→ **Excerpt provided**:

_ _ _ _ _ _ _

MVC planners describe economic objectives
Based on extensive economic studies and months of discussion with a diverse group of Islanders, a work group has released a list of objectives and initiatives intended to build an economy that "inspires, welcomes, and enables those who grow up here to stay or return."
The preliminary recommendations of the Island Plan's livelihood and commerce work group list six primary economic objectives, and 14 "promising initiatives."
The Island Plan is a two-year planning project, which is described as an effort to achieve public commitment to bold, achievable solutions.
John Abrams, president of South Mountain Company, a West Tisbury residential development and construction firm, chaired the livelihood and commerce work group. He said the most rewarding part of the experience was hearing from a wide range of people, including farmers, fishermen, healthcare workers, school officials, entrepreneurs, and others.
"We really heard," said Mr. Abrams, "not only what their needs are, but what their vision for the future was."

_ _ _ _ _ _ _

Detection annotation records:
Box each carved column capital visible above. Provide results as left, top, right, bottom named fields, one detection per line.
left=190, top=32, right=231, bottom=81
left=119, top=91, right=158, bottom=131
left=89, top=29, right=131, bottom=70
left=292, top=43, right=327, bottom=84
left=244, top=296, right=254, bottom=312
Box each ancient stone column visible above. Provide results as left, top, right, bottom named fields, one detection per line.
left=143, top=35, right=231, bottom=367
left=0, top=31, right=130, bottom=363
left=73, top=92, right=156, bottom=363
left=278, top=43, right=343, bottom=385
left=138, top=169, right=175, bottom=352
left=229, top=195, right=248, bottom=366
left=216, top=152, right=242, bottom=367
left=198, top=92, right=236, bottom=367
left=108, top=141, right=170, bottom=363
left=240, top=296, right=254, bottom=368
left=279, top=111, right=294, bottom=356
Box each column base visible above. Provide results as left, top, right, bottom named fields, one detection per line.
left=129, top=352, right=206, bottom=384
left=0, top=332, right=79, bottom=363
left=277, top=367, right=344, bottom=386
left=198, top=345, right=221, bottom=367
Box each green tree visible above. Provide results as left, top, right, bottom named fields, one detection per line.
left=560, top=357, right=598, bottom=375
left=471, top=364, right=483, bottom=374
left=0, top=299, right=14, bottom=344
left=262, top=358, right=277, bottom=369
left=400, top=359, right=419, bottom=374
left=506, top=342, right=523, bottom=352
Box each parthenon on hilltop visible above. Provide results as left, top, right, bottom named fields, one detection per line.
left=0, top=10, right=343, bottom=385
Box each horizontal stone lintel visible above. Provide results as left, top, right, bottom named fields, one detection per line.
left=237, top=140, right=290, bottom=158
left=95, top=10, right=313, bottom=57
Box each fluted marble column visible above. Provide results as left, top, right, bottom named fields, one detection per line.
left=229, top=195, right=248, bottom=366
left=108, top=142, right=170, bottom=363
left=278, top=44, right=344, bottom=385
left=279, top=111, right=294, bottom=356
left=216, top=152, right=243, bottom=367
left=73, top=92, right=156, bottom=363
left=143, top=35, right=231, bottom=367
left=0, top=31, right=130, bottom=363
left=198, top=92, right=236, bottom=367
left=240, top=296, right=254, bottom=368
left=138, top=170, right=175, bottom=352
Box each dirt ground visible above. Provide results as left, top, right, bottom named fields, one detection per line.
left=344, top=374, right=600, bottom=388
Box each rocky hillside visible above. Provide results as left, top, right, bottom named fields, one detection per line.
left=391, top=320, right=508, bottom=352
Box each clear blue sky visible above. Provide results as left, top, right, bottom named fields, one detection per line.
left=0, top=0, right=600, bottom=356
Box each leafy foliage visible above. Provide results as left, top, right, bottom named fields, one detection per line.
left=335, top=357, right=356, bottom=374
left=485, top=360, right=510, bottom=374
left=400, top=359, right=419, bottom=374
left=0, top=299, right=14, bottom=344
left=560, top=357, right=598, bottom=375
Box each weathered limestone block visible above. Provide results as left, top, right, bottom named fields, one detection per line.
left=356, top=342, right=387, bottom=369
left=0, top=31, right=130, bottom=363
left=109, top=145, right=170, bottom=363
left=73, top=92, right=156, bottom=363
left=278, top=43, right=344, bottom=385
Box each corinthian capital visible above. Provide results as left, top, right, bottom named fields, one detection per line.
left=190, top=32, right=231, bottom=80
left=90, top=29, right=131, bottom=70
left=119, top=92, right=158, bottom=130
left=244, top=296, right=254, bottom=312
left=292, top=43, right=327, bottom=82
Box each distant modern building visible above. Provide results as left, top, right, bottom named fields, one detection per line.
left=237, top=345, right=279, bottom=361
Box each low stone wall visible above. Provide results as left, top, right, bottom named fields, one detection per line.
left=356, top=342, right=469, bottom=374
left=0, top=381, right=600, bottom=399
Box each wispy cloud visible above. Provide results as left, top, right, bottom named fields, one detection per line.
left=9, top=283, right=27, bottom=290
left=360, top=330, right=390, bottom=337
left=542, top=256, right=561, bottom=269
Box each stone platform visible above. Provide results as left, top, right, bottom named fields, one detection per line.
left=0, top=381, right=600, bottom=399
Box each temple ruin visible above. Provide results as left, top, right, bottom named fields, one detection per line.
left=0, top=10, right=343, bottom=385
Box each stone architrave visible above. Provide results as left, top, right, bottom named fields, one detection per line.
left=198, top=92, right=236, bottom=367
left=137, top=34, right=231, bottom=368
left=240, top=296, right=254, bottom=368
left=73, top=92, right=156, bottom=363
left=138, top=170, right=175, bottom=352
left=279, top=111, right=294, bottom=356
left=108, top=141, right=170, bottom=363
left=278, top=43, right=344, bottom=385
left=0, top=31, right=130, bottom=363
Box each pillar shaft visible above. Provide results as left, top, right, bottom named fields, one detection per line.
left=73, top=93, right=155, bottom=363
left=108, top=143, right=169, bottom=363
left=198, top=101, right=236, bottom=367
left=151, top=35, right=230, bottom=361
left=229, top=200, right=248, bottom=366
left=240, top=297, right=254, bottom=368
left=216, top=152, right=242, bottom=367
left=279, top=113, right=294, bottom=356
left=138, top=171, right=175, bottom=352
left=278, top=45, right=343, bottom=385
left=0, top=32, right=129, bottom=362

_ _ _ _ _ _ _

→ **Required actions**:
1 - Answer these questions using the article on the Island Plan's economic objectives.
(a) How many primary economic objectives does the work group list?
(b) How long does the Island Plan planning project run?
(c) Who chaired the livelihood and commerce work group?
2 - From the article on the Island Plan's economic objectives, extract the passage that starts at the words "The preliminary recommendations" and ends after the words "bold, achievable solutions.".

→ **Solutions by task**:
1 -
(a) Six.
(b) Two years.
(c) John Abrams, president of South Mountain Company.

2 -
The preliminary recommendations of the Island Plan's livelihood and commerce work group list six primary economic objectives, and 14 "promising initiatives."
The Island Plan is a two-year planning project, which is described as an effort to achieve public commitment to bold, achievable solutions.